##### DATASET ROWS #####

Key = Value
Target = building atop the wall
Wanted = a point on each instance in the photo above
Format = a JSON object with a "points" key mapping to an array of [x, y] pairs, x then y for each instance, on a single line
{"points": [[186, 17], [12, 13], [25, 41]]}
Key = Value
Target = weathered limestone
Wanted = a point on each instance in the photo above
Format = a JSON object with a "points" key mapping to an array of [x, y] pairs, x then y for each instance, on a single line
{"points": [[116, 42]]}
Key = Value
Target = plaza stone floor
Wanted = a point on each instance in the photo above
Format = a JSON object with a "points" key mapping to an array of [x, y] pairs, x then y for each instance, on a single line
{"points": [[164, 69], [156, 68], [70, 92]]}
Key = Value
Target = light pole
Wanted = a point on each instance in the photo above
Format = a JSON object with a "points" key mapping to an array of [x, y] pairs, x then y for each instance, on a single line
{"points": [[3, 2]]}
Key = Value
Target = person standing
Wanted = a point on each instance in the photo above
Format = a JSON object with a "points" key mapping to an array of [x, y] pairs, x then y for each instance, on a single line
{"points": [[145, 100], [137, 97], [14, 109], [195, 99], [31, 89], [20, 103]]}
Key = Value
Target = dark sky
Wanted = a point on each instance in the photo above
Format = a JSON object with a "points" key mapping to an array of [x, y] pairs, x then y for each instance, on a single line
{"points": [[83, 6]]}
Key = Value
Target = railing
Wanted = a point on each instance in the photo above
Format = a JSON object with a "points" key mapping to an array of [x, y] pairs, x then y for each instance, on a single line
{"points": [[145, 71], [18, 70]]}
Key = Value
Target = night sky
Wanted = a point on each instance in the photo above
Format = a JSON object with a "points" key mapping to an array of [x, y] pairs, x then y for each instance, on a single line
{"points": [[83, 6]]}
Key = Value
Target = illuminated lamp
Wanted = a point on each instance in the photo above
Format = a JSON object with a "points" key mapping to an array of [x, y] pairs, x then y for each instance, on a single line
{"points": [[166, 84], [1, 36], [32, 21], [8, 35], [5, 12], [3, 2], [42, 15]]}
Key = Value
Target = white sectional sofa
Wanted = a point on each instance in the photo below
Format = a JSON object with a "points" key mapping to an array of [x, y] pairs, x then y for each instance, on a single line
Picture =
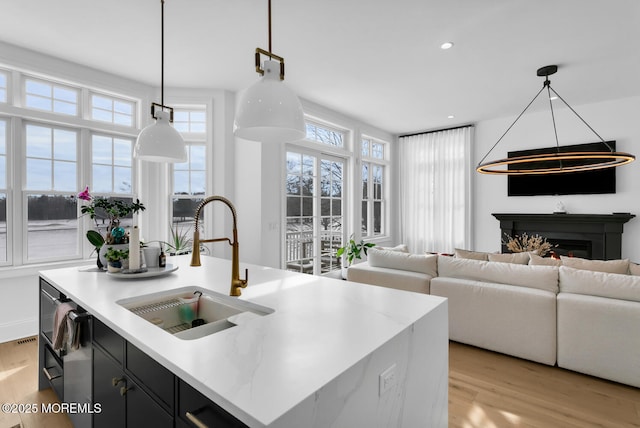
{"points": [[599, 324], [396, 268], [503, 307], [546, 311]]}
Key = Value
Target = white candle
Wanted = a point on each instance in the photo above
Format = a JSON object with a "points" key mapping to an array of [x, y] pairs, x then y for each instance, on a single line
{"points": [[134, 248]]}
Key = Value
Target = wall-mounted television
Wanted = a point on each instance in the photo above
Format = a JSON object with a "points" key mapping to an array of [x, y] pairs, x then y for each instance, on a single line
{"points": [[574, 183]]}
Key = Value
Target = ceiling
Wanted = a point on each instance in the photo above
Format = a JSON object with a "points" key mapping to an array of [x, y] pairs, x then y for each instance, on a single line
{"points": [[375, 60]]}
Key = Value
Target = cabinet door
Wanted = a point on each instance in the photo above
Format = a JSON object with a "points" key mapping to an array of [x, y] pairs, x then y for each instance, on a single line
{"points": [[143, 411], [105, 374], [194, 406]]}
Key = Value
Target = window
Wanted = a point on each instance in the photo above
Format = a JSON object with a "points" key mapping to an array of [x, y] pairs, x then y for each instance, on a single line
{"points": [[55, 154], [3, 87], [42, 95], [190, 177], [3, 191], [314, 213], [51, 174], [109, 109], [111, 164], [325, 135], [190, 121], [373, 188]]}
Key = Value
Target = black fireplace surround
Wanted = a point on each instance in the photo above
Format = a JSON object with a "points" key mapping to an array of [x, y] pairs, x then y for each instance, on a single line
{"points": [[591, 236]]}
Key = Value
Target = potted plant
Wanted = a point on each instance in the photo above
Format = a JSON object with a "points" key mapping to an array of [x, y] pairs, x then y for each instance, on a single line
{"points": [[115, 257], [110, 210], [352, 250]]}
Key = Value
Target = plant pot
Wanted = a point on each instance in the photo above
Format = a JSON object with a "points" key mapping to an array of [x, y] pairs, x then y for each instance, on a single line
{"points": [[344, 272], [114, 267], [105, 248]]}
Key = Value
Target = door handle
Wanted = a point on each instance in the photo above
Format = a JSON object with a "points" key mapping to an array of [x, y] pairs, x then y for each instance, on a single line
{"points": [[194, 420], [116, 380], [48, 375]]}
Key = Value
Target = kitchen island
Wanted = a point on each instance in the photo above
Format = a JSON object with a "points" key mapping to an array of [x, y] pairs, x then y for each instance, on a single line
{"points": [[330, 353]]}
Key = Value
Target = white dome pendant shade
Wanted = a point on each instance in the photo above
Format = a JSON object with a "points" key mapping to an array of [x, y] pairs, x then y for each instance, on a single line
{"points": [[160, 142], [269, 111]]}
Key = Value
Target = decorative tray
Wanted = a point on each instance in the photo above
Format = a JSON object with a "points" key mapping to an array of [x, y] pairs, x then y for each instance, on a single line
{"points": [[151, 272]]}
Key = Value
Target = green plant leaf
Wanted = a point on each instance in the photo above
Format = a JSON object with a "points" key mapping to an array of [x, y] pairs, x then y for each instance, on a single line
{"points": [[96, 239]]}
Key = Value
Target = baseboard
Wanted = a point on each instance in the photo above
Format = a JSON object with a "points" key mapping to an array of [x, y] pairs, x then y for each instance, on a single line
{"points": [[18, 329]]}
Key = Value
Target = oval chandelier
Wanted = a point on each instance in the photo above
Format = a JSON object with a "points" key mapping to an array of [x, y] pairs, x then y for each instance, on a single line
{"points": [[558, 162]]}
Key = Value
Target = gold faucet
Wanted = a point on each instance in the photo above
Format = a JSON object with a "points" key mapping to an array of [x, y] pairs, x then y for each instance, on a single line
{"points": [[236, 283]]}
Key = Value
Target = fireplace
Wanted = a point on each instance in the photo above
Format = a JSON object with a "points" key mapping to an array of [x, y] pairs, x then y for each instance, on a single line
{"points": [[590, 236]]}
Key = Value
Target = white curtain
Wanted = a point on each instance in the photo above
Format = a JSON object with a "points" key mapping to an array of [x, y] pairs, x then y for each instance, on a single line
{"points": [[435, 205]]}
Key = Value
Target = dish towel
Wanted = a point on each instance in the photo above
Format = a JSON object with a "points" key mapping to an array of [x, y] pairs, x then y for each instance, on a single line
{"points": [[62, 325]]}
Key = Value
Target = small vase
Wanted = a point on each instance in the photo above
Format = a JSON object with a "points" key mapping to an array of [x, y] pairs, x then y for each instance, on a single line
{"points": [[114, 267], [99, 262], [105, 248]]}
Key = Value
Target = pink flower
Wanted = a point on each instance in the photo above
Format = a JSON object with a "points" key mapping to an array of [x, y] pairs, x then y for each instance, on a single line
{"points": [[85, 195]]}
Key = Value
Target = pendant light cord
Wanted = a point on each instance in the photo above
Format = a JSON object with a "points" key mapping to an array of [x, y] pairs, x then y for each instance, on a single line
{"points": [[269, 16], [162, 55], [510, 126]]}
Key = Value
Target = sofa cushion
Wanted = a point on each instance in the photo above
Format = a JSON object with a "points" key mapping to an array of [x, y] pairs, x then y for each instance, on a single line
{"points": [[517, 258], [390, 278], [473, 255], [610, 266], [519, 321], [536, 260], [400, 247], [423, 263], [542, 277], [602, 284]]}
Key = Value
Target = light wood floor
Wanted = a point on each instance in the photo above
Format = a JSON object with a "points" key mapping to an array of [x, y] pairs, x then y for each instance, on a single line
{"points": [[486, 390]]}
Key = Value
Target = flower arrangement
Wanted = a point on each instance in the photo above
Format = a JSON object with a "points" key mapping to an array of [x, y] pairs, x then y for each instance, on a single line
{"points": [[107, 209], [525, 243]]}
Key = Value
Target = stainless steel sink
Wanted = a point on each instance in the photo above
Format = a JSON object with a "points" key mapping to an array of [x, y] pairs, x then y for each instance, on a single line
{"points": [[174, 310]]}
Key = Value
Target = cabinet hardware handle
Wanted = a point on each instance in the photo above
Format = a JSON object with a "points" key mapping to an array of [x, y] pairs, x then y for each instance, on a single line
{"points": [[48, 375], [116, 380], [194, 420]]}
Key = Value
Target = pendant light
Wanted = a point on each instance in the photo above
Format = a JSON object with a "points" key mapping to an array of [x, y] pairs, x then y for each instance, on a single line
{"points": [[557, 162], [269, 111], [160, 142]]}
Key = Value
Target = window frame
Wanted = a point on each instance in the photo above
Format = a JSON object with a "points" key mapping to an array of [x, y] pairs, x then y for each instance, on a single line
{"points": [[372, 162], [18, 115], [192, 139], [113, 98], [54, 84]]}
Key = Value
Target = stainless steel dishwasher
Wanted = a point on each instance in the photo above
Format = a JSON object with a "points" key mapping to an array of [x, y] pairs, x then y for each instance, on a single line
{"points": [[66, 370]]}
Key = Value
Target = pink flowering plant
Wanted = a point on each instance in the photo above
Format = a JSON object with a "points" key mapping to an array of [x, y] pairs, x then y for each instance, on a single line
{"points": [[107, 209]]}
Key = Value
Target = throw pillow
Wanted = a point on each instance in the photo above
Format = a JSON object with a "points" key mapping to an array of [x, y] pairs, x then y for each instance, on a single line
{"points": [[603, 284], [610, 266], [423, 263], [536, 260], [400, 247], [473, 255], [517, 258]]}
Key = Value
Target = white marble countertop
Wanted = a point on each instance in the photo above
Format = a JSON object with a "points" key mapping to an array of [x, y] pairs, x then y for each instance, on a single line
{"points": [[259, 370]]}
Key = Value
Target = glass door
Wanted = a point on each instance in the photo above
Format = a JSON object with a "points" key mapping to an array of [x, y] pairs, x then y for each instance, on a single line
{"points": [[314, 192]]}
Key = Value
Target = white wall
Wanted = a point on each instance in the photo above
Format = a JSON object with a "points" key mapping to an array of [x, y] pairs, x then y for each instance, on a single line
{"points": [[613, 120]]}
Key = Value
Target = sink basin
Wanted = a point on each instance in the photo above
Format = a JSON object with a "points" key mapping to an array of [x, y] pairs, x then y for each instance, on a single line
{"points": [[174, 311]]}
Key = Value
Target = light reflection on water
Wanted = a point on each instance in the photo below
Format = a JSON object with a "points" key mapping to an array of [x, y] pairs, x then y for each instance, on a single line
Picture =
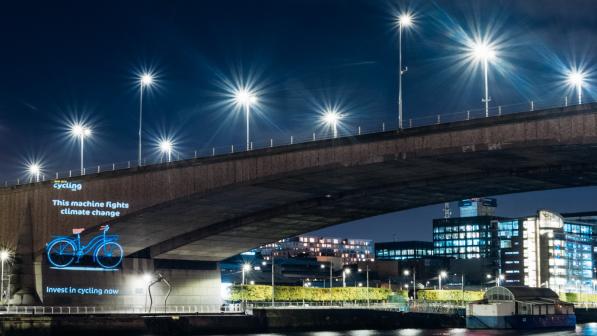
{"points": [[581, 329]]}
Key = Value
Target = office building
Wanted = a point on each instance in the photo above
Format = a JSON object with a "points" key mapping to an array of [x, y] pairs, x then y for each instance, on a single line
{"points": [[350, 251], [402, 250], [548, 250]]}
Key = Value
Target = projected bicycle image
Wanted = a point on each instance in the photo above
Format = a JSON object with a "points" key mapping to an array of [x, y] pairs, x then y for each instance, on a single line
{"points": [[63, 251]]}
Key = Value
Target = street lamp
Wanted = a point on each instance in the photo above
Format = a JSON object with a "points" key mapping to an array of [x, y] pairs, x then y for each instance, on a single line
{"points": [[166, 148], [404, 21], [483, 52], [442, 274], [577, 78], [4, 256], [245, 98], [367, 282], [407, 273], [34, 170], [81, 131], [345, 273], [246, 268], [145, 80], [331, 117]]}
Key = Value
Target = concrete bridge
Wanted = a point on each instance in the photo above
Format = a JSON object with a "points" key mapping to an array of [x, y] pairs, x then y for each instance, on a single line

#####

THE PROBLEM
Count the lines of the records above that contain the string "door", with case taken into account, and give only that number.

SOLUTION
3